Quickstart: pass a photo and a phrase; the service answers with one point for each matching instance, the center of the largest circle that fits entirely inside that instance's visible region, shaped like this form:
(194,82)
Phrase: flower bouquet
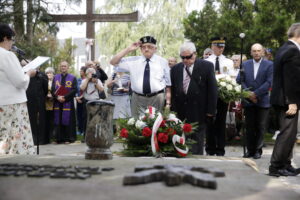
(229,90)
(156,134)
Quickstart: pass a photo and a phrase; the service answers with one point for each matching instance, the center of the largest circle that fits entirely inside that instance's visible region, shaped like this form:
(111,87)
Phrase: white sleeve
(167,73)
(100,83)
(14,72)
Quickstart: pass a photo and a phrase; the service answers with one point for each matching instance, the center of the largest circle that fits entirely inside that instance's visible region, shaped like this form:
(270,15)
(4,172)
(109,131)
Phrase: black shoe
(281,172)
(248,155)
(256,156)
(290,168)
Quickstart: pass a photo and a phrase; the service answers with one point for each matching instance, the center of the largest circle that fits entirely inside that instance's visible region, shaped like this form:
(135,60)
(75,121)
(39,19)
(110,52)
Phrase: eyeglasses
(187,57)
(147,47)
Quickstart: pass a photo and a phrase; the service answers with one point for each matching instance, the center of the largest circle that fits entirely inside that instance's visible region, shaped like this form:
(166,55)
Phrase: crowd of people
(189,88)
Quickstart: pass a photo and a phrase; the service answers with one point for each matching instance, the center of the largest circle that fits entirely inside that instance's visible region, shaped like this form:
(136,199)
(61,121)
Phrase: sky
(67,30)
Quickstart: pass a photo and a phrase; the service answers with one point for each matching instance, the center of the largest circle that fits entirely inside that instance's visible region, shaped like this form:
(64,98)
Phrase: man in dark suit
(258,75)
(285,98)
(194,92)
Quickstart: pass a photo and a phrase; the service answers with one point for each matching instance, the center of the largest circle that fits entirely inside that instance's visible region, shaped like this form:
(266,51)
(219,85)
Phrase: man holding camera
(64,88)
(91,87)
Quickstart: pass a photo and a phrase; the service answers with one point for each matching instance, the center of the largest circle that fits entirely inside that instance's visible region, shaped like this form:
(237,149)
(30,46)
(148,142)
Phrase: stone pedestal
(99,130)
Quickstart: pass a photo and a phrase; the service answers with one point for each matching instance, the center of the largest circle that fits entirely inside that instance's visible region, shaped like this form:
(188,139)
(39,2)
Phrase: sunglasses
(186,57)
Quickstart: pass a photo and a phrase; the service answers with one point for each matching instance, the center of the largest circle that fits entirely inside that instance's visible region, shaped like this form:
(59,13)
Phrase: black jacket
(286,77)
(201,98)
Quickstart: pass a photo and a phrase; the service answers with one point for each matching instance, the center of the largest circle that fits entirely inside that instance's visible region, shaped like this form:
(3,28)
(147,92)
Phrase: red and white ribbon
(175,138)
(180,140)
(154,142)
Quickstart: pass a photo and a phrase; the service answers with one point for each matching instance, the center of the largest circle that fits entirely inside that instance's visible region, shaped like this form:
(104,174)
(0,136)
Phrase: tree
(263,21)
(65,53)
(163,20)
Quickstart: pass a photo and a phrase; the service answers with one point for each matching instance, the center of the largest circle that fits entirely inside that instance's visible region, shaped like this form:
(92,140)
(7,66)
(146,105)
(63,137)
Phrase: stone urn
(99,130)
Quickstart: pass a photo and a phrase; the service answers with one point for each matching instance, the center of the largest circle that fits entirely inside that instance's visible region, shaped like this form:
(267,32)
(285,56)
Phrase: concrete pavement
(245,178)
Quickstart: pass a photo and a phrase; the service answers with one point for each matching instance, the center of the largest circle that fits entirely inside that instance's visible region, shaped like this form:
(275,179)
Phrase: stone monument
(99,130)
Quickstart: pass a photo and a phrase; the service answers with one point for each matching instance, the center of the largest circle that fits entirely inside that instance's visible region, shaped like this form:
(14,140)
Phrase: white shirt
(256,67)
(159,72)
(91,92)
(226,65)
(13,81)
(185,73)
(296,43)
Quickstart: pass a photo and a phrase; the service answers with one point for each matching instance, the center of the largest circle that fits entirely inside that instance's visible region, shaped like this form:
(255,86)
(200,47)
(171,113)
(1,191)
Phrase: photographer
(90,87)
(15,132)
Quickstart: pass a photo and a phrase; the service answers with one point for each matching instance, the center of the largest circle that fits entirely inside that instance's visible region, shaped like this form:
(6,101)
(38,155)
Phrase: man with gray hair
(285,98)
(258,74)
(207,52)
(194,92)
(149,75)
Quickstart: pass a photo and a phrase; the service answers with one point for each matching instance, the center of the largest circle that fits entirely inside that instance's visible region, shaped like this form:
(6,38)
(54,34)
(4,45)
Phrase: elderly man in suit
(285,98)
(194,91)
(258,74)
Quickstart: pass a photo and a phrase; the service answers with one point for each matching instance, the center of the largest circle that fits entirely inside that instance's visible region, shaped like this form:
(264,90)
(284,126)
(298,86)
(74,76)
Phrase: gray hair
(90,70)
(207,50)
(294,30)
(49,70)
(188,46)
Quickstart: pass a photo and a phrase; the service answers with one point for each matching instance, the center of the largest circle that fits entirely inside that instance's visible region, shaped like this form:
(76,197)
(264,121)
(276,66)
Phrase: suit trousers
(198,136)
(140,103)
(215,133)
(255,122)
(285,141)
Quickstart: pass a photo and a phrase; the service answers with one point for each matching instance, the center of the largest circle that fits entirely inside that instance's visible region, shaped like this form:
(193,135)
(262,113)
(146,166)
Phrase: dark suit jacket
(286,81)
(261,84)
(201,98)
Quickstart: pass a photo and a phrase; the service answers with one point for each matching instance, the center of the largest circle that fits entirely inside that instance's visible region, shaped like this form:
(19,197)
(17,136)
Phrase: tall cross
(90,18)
# # # #
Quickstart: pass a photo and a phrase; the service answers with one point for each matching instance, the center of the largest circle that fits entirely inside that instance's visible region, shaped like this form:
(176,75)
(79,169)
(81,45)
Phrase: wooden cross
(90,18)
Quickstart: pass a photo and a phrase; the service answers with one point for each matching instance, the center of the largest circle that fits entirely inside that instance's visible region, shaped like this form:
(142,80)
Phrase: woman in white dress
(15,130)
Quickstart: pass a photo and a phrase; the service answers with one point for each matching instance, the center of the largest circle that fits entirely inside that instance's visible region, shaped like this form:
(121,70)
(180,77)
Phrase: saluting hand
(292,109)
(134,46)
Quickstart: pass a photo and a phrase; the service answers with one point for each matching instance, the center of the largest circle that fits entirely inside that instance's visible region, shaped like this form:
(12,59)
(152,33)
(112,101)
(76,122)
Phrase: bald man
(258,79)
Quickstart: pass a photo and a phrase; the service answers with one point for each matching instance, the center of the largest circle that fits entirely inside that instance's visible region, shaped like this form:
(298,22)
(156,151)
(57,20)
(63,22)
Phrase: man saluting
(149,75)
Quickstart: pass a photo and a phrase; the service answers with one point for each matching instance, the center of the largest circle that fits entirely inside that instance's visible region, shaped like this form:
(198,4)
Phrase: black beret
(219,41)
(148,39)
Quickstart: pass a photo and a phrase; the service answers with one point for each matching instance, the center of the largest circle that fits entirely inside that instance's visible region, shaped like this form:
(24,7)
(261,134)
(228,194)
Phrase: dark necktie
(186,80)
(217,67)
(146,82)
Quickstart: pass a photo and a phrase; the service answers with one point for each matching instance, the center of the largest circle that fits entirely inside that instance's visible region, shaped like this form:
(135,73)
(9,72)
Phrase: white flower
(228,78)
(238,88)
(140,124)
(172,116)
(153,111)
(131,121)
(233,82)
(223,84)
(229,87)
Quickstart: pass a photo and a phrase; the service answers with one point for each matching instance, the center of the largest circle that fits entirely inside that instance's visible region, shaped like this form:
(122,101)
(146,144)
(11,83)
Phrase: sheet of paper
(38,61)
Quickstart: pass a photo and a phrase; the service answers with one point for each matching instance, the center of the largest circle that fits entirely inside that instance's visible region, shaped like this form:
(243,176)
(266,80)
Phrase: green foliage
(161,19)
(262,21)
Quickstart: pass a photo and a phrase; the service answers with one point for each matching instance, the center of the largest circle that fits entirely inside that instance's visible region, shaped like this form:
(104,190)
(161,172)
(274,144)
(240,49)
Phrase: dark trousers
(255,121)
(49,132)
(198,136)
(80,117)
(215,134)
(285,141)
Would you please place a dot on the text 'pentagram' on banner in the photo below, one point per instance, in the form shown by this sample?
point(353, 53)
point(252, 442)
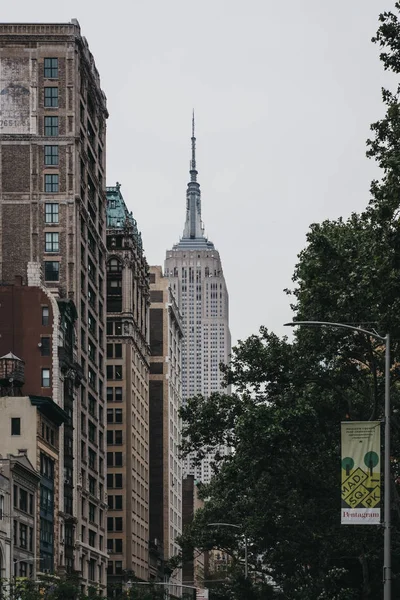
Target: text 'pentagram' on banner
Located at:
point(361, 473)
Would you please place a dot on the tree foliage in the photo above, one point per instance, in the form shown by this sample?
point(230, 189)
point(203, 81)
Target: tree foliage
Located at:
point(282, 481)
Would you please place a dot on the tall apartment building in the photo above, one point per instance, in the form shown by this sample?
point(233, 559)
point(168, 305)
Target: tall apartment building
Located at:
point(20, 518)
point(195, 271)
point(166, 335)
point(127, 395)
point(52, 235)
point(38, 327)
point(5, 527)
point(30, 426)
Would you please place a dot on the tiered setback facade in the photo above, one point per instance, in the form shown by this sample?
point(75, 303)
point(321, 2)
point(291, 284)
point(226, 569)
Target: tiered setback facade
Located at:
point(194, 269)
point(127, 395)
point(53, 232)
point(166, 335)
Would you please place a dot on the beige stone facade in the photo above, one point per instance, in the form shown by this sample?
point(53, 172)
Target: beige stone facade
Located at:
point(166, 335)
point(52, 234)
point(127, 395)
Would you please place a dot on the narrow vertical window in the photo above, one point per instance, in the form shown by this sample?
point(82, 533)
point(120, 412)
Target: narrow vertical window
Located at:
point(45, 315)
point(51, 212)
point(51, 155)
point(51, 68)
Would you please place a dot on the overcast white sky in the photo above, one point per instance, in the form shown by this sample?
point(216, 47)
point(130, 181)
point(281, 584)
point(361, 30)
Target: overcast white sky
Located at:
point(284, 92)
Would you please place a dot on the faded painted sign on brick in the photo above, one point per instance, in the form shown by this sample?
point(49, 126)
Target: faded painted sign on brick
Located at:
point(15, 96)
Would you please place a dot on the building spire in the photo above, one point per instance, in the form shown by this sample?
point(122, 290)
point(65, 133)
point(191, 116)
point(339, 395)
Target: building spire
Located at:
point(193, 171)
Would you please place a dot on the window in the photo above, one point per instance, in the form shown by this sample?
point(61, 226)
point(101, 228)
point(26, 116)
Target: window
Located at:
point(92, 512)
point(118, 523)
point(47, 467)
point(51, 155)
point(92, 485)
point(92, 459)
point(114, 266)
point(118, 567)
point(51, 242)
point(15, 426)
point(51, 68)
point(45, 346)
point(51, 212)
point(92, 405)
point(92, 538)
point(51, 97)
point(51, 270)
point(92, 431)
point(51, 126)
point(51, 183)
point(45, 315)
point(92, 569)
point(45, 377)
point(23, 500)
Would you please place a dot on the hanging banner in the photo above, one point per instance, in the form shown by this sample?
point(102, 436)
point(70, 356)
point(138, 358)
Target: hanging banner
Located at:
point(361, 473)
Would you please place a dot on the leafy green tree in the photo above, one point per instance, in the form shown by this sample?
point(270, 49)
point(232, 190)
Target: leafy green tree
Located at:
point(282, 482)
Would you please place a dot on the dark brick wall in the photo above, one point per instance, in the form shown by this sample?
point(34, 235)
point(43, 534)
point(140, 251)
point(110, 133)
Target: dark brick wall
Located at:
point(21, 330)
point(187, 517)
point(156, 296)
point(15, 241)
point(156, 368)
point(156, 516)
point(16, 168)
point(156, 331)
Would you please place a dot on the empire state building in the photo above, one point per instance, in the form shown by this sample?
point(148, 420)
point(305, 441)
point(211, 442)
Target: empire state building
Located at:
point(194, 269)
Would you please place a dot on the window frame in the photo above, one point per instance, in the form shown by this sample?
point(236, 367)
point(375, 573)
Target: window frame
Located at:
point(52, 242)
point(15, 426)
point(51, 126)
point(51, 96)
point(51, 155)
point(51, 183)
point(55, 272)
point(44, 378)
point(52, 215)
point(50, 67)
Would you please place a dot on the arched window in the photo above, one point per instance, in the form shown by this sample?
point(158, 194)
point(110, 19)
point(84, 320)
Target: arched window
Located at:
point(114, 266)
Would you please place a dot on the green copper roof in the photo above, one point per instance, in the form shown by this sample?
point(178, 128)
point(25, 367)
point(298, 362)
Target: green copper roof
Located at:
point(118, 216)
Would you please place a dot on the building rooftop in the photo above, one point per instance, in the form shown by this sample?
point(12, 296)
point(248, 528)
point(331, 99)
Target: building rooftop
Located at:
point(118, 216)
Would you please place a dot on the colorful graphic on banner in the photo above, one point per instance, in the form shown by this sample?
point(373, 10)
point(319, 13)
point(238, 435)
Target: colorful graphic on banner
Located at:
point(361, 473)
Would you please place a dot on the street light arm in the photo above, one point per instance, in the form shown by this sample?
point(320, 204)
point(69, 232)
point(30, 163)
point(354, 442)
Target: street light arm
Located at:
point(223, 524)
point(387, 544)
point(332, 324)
# # # #
_Activity_.
The answer must be a single number: the count of lines in the entries that include "colorful".

_Exercise response_.
2